| Directive |
Copy the lines below verbatim, from the line with "mark any concrete" up to and including the line with "[567, 130, 590, 196]".

Records from a data source
⁂

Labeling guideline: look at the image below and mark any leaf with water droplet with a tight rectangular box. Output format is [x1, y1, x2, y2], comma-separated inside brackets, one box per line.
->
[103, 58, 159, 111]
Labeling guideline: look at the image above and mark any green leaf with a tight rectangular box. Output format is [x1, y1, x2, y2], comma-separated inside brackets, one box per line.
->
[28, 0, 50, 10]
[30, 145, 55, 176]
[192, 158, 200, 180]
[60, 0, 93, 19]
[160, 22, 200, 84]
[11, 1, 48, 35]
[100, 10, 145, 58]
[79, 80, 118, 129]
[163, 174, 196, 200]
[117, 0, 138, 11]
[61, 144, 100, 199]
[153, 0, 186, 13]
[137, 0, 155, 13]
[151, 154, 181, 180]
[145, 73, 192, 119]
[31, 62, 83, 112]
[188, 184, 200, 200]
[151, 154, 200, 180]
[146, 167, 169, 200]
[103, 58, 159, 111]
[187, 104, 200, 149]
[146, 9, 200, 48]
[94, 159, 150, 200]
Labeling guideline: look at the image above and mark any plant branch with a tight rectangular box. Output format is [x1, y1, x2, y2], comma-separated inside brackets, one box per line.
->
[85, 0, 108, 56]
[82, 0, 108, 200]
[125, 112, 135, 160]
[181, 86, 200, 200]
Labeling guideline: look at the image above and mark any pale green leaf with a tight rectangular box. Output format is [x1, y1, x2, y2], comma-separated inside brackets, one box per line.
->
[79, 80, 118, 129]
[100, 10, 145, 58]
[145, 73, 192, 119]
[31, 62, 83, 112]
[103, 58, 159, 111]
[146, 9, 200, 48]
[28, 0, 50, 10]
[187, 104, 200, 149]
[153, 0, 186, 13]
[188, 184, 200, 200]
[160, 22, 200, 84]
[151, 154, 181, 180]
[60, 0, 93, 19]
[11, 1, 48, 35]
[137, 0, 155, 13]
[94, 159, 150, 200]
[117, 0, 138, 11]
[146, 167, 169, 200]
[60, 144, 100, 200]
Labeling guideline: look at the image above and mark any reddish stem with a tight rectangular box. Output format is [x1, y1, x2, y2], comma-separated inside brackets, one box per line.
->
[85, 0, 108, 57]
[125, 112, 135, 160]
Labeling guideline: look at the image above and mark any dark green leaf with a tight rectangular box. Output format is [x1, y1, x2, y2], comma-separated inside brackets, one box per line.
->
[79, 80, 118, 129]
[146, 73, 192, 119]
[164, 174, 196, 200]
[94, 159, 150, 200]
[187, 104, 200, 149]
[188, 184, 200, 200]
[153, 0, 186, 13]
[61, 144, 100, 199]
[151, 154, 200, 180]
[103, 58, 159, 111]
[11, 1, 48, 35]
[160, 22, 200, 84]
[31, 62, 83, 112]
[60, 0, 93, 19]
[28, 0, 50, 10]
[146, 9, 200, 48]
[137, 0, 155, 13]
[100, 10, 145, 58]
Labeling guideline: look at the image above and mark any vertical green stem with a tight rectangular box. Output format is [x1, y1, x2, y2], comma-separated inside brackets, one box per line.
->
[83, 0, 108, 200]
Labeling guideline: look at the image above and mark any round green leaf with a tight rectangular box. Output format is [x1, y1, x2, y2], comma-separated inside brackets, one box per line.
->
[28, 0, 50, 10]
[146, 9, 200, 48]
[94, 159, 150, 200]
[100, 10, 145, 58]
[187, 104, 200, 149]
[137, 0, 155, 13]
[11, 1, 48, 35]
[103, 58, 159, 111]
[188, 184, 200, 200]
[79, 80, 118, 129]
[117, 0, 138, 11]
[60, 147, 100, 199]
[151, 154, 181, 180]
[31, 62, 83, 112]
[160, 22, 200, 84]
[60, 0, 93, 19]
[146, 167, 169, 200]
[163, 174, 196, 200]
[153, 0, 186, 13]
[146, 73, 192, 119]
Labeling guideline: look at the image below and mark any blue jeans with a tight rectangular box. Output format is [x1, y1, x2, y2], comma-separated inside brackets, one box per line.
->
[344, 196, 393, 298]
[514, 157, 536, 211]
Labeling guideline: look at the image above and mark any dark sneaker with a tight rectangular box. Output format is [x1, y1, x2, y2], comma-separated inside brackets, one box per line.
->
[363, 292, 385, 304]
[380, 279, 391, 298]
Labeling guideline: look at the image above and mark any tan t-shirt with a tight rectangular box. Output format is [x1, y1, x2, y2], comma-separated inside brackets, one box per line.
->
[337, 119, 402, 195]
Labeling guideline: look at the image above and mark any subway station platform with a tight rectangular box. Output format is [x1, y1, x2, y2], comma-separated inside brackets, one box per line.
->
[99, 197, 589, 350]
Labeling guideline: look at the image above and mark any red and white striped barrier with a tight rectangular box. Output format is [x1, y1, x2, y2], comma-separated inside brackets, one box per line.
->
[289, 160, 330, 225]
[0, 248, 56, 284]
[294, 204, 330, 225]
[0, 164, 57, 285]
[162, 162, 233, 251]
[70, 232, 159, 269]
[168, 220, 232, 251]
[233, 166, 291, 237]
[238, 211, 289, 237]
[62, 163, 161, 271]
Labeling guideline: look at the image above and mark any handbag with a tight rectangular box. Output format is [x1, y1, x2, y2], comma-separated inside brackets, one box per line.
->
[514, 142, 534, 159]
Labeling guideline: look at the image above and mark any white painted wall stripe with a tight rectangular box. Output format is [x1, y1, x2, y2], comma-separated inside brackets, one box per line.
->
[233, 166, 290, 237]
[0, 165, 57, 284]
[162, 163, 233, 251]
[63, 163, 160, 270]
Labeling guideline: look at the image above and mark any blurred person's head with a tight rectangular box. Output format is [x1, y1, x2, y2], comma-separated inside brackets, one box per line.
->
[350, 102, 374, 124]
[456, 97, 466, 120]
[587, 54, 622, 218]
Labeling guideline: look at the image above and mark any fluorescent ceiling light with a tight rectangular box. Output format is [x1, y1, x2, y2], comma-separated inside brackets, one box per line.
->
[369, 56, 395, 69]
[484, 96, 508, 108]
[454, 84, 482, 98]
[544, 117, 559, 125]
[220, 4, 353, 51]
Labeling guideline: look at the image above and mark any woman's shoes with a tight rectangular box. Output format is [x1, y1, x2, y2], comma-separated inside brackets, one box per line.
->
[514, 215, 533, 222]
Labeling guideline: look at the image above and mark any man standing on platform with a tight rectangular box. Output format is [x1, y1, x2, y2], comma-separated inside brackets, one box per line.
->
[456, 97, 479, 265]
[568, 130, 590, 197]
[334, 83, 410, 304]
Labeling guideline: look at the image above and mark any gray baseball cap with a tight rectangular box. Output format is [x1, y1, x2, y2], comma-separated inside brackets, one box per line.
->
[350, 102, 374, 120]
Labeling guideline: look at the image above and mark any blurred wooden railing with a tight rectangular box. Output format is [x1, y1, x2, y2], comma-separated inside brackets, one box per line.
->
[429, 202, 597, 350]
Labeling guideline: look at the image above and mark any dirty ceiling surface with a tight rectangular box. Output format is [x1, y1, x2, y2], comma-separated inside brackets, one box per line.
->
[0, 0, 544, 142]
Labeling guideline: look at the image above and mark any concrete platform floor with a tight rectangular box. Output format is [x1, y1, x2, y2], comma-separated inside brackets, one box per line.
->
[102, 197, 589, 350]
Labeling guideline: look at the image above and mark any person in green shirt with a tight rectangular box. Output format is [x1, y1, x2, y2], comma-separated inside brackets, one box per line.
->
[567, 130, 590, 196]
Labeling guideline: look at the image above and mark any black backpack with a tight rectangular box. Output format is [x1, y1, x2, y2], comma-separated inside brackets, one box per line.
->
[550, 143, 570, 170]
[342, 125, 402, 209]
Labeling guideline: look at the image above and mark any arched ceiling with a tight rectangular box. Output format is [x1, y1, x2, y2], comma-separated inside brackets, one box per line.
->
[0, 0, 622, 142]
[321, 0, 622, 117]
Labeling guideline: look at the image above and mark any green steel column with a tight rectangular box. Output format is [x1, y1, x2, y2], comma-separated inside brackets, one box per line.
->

⁂

| Result for this exercise |
Labeling guideline: look at the image above and mark any concrete platform floor with a tight rectangular box. Output format is [x1, y1, x2, y2], comma-separated inside brackets, one box per line.
->
[102, 197, 589, 350]
Labeling guideline: look at the image above and mark any person in green shirt with a tight rectangular box. Output format is [x1, y1, x2, y2], comma-separated inside brackets, one box per line.
->
[567, 130, 590, 196]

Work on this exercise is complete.